Stored dataset items:
__________
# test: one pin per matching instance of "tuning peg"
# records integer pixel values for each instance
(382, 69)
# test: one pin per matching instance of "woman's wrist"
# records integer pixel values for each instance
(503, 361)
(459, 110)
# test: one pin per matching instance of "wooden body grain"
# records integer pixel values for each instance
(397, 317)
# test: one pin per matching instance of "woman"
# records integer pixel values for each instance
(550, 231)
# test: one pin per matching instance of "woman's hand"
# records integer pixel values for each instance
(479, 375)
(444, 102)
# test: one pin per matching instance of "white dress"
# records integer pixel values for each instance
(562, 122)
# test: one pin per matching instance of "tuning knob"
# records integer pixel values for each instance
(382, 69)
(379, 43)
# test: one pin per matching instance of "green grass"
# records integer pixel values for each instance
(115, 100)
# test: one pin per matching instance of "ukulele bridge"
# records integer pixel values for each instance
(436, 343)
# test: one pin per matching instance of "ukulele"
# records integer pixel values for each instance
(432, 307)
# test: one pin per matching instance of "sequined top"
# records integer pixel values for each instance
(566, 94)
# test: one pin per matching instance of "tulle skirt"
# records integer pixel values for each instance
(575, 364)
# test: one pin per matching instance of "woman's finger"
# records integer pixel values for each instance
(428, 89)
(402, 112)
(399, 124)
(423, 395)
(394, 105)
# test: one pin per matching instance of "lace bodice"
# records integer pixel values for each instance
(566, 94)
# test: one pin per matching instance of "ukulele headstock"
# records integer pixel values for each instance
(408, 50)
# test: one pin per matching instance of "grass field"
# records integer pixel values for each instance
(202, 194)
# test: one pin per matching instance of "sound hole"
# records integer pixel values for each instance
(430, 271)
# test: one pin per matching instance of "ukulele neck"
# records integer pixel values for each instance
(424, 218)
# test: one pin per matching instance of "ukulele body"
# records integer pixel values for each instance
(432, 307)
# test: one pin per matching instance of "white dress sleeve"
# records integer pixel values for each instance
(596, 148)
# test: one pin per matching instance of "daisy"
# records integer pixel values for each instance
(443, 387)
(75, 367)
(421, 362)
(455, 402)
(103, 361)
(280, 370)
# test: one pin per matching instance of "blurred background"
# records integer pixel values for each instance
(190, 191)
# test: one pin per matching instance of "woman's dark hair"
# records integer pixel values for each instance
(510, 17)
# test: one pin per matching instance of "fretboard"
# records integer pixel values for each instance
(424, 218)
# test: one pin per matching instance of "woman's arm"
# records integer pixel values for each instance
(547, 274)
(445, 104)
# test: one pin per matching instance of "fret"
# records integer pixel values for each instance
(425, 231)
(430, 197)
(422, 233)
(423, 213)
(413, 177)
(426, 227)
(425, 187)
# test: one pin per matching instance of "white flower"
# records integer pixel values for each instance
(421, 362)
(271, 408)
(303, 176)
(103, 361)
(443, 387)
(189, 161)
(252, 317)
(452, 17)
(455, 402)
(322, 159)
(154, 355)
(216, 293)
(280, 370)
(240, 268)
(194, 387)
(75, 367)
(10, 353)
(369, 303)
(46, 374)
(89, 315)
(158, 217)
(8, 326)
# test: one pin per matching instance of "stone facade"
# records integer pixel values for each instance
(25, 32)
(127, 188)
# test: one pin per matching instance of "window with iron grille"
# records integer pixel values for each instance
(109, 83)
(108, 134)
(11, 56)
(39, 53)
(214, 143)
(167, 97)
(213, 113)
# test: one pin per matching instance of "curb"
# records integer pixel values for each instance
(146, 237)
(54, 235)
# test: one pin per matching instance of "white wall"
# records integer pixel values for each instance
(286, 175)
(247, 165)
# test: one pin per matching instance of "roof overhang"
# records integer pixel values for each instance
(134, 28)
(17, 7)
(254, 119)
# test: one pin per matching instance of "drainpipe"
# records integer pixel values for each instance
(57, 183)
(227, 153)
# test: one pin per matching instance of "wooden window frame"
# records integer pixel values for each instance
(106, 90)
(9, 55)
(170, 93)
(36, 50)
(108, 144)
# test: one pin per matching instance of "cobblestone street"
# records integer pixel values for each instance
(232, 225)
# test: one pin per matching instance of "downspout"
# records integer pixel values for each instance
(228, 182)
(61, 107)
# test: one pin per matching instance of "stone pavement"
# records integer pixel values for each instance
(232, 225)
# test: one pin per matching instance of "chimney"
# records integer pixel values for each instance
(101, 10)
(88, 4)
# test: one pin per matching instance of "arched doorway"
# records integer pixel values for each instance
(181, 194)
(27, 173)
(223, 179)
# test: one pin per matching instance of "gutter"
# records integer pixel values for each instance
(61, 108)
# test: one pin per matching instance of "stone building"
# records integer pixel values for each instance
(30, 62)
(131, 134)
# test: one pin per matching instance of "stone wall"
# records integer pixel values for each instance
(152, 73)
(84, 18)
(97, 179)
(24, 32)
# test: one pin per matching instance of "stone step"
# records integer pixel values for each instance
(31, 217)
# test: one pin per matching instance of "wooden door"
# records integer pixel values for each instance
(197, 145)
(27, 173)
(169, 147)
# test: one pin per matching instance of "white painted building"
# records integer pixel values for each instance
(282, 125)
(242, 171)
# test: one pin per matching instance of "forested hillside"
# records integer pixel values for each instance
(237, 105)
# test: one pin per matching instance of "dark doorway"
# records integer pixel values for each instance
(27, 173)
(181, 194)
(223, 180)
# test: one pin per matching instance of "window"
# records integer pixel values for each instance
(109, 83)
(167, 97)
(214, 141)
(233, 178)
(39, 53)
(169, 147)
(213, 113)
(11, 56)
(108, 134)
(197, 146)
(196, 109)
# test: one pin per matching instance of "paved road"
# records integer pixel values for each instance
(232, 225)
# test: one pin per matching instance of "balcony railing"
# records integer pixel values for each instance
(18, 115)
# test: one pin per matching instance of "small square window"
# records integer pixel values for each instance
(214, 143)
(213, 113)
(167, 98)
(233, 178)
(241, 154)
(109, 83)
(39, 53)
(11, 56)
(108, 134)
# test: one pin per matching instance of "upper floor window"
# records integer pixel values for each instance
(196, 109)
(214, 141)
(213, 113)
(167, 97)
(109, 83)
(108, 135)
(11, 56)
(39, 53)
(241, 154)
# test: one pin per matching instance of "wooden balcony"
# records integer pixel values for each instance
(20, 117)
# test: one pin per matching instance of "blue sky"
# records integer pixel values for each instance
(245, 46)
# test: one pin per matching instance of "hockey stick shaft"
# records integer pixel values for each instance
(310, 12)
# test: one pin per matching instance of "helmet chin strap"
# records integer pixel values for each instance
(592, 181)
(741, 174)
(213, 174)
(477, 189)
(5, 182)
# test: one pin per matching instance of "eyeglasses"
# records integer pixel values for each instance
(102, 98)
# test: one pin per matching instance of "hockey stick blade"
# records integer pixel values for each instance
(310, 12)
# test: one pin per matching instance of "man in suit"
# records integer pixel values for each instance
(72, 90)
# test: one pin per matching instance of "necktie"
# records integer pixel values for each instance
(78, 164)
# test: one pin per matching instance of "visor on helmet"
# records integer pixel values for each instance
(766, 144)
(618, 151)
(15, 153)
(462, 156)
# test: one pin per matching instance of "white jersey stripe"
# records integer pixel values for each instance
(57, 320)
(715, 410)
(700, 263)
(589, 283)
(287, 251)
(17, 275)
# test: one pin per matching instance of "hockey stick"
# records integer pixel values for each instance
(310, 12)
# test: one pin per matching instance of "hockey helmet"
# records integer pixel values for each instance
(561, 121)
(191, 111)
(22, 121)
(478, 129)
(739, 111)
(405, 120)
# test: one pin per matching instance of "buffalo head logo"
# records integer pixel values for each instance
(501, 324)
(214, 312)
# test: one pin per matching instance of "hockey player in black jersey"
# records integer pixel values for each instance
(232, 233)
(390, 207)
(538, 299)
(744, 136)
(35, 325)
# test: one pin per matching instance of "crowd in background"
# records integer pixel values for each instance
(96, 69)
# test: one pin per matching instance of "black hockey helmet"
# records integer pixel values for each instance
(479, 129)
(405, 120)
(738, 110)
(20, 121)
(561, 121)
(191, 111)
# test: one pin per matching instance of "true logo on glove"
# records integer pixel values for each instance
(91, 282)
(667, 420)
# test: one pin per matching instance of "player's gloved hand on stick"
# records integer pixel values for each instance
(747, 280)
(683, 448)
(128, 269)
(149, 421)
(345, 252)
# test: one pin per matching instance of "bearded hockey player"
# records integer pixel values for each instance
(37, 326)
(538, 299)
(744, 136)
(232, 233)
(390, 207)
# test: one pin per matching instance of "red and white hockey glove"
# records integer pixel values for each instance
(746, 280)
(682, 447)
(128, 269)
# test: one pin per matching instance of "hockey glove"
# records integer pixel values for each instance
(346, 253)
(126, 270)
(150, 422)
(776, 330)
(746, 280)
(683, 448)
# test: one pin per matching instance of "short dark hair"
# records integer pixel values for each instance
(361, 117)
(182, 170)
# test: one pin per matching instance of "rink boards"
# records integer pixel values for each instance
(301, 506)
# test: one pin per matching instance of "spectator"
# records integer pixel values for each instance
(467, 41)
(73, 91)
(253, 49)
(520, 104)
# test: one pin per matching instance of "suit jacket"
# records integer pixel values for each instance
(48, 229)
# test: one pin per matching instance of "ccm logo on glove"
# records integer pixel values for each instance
__________
Exactly and only the lines from the one containing "and white hockey" through the end of the material are to be reproduced, both ends included.

◆ **Result below**:
# test: one pin per matching instance of "red and white hockey glove"
# records integer pixel values for each instance
(746, 280)
(682, 447)
(128, 269)
# test: one pin per matching instance of "hockey glove"
# records integer pixel values for each instance
(346, 253)
(126, 270)
(150, 422)
(776, 330)
(746, 280)
(683, 448)
# test: one pin per matching instance of "short dark hair"
# records integer pixel values for each instance
(361, 117)
(182, 170)
# test: one pin per matching instance of "rink boards"
# records integer pixel values for each instance
(301, 506)
# test: one pin per matching instance of "spectator"
# records integer pixel values for each instance
(467, 41)
(73, 91)
(253, 49)
(520, 104)
# test: one pin per matching instance of "suit jacket"
# records integer pixel values for each instance
(48, 229)
# test: one pin per matching instance of "ccm logo on glove"
# records integer pixel values for each instance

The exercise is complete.